[start Data section]

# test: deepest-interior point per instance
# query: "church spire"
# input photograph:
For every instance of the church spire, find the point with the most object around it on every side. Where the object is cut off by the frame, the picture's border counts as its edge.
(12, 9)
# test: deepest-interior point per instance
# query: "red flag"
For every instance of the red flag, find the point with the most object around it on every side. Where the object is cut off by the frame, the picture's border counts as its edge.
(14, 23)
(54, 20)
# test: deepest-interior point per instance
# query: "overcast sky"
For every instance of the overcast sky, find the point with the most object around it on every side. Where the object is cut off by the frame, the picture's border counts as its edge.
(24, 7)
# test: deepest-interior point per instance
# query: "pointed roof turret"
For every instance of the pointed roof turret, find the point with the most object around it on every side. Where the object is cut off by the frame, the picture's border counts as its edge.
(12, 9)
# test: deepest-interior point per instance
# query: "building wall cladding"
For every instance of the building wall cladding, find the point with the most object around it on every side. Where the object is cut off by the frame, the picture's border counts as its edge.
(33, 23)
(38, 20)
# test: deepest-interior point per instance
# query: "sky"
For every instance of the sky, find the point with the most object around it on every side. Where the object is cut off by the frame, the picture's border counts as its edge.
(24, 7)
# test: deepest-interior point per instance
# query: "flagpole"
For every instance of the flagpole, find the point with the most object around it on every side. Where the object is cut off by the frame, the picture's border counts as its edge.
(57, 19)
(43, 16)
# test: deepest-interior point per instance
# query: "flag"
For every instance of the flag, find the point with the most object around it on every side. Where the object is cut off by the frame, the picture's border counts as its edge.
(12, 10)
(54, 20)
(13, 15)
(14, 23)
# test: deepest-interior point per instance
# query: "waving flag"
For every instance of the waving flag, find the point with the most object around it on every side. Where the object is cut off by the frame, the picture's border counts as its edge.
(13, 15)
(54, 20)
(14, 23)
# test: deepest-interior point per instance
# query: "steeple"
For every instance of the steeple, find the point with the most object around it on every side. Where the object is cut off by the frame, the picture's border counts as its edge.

[end Data section]

Output the complete data exactly as written.

# test: deepest-interior point per instance
# query: "church spire"
# input photograph:
For every instance of the church spire, find the point with the most object around it on every side. Where the object is cut off by the frame, the picture's border counts as its edge.
(12, 9)
# test: deepest-interior point per instance
# query: "red flag"
For every instance of the red flag, find the point with the most object around it on every side. Where the object is cut off by the frame, the picture's border counts as its edge.
(14, 23)
(54, 20)
# test: deepest-interior point per instance
# query: "overcast sky"
For every instance of the overcast sky, find the point with the most object around it on every side. Where the object is cut off by the frame, the picture's border counts as its edge.
(24, 7)
# test: deepest-interior point per instance
# query: "pointed roof turret"
For every instance of the pointed roof turret, find the point with the most object around it on every side. Where the object is cut off by the frame, the picture's border counts as its edge.
(12, 9)
# test: deepest-interior point per instance
# query: "building wall cladding"
For every instance of the building wall cladding, find the point with the most object around it on every side. Where the object is cut off by the frame, the picture's border counts as its edge.
(33, 23)
(38, 20)
# test: deepest-interior point per instance
# query: "sky"
For every instance of the sky, find the point with the most object around it on every side. Where the object is cut off by the frame, the picture's border counts as its edge.
(24, 7)
# test: deepest-interior point per instance
# query: "flagpole"
For every instance of the flagpole, find the point with the most object around it on every side. Where the object is cut off by the frame, the picture's border counts as its edge.
(57, 19)
(43, 16)
# test: deepest-interior point per instance
# query: "flag"
For every instance of the flag, find the point with the most object around it on every side. Where the object is cut off by the frame, the picture's border counts as its edge.
(12, 10)
(54, 20)
(13, 15)
(14, 23)
# test: deepest-interior point per instance
# query: "waving flag"
For every instance of the waving flag, find the point with the most object around it on every side. Where the object is cut off by the frame, the picture's border counts as its edge.
(13, 15)
(54, 20)
(14, 23)
# test: deepest-interior point per instance
# query: "steeple"
For every instance of the steeple, find the point with the most object around it on every side. Where the object is cut off by the frame, the picture's border counts as its edge.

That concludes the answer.